--- GIVEN PASSAGE ---

American actress and dancer (1896–1935)

Verna Mersereau (1896–1935), also known as Verna Mersereau Capra, was an American actress, dancer and pantomimist who performed on stage and screen. She appeared in several films with multiple forms of ancient dance. A New Jerseyan by birth, she ended up spending her childhood in Oakland, California, where she became known as the "Idora Park baby" because of her father's amusement park construction. She was highly interested in dance and theater from a young age, being trained by her aunt and taking trips to Europe and Asian countries in order to learn various dance styles.

Going on to be featured in numerous plays even in her teenage years, Mersereau was considered one of the best classic dancers of the time and her use of pantomime was among the greatest in vaudeville theater. Her successes would see her dancing performed in multiple films and, later in life, before royalty in Calcutta. She left the stage in 1933 after contracting an illness that would ultimately lead to her death in 1935.

--- RECORDS SUPPLIED ---

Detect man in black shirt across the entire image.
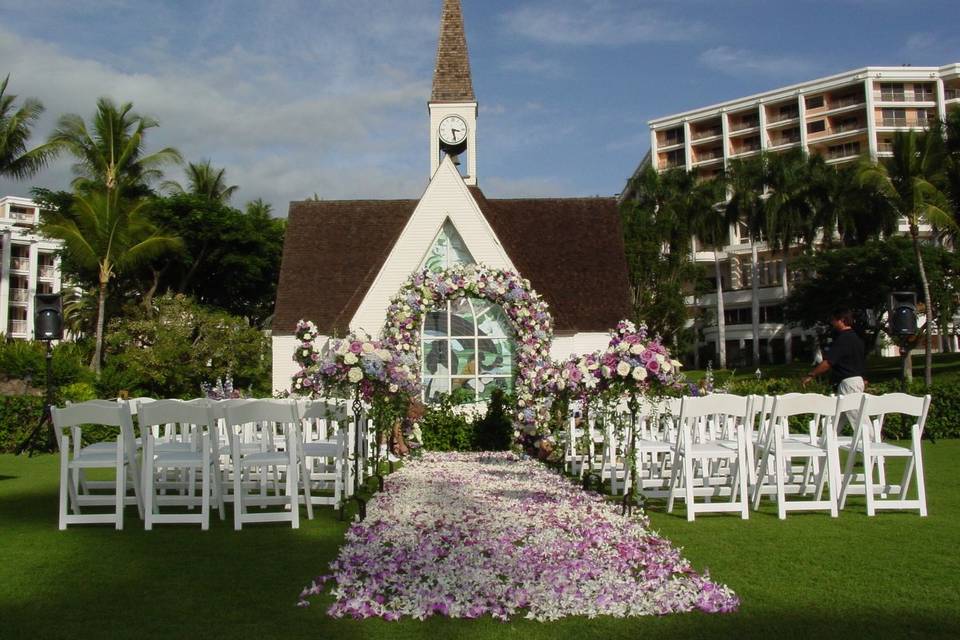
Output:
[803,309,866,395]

---
--- RECORDS SUPPLIED ---

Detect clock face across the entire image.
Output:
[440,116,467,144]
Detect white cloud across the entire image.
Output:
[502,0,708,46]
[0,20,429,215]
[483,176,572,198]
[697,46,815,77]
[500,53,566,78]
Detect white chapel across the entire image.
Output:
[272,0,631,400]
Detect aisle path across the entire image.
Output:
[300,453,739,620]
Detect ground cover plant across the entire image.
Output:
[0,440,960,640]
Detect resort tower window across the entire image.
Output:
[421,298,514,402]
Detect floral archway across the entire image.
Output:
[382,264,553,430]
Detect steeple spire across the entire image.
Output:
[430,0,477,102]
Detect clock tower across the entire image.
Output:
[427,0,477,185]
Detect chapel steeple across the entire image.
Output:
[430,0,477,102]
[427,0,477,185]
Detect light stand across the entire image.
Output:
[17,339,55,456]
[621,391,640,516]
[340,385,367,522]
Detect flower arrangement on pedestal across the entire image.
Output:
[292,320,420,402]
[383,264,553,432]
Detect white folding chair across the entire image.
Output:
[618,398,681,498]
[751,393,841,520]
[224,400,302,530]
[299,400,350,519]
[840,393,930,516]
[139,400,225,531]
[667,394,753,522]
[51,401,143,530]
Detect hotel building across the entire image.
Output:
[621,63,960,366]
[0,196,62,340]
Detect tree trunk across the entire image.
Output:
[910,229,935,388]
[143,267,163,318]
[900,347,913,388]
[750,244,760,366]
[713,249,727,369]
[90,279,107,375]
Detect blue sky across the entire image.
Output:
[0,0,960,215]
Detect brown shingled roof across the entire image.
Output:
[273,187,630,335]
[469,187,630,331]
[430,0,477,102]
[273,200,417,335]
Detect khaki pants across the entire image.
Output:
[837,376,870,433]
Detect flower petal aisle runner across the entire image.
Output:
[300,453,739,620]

---
--- RECORDS SUPPLIED ---

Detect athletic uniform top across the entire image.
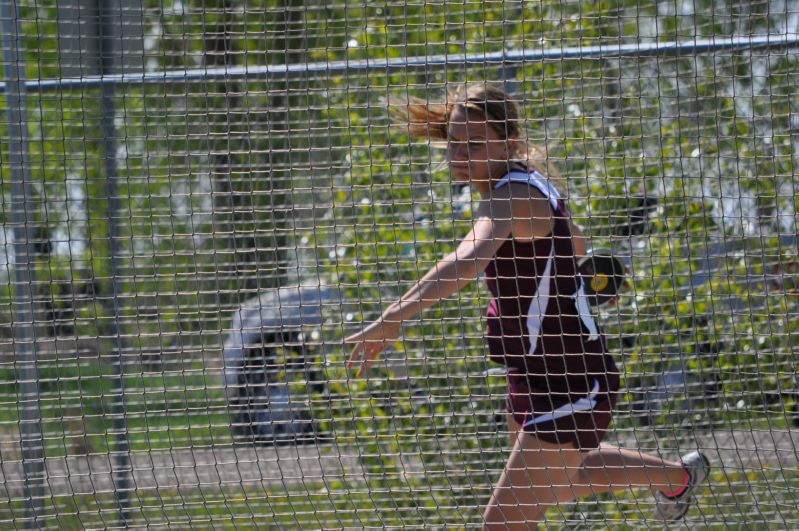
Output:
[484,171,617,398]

---

[QUESTIONS TO ANSWER]:
**A.** List the occupations the article on Verna Mersereau assigns to her in the sentence that begins "Verna Mersereau (1896–1935), also known as".
**B.** Carry on the article about Verna Mersereau from its last sentence.

[ANSWERS TO THE EXERCISES]:
**A.**
actress
dancer
pantomimist

**B.**
==Childhood and education==
Born in 1896 in Paterson, New Jersey, to Mr. and Mrs. Charles J. Mersereau, Verna went to local schools throughout her childhood. Once she turned nine, her family moved to the Western United States where she finished with primary school. After the family had resettled in Oakland, California, Mersereau's father, an amusement park constructor, created the Oakland amusement park during her childhood. Mersereau was known to roam around the construction area, which resulted in her being given the nickname the "Idora Park baby". As a teenager and young adult, she studied dance and made trips to Europe and "the Orient" to train in different styles. She also spent time training her dances with her aunt Theodora Warmolts Van Ness in the eastern United States.

==Career==
In 1909 during her early teens, Mersereau joined the Kolb & Dill Farce Comedy company to begin appearing in plays in Oakland. The following year, she appeared in the play Mizpah, where she performed an Assyrian dance. She later went into vaudeville theater after reaching adulthood and performed at the Majestic Theatre. For the 1914 production of The Dancer, she performed as the female lead, with Mersereau using her well known history as a classical dancer to perform the "Dance of the Pyramids" and the "Dance of the Rameses" in the film. After appearing in several early films where she presented her dancing capabilities, she returned to theatre and signed an exclusive contract with the Pantages theatre despite multiple film studios trying to hire her.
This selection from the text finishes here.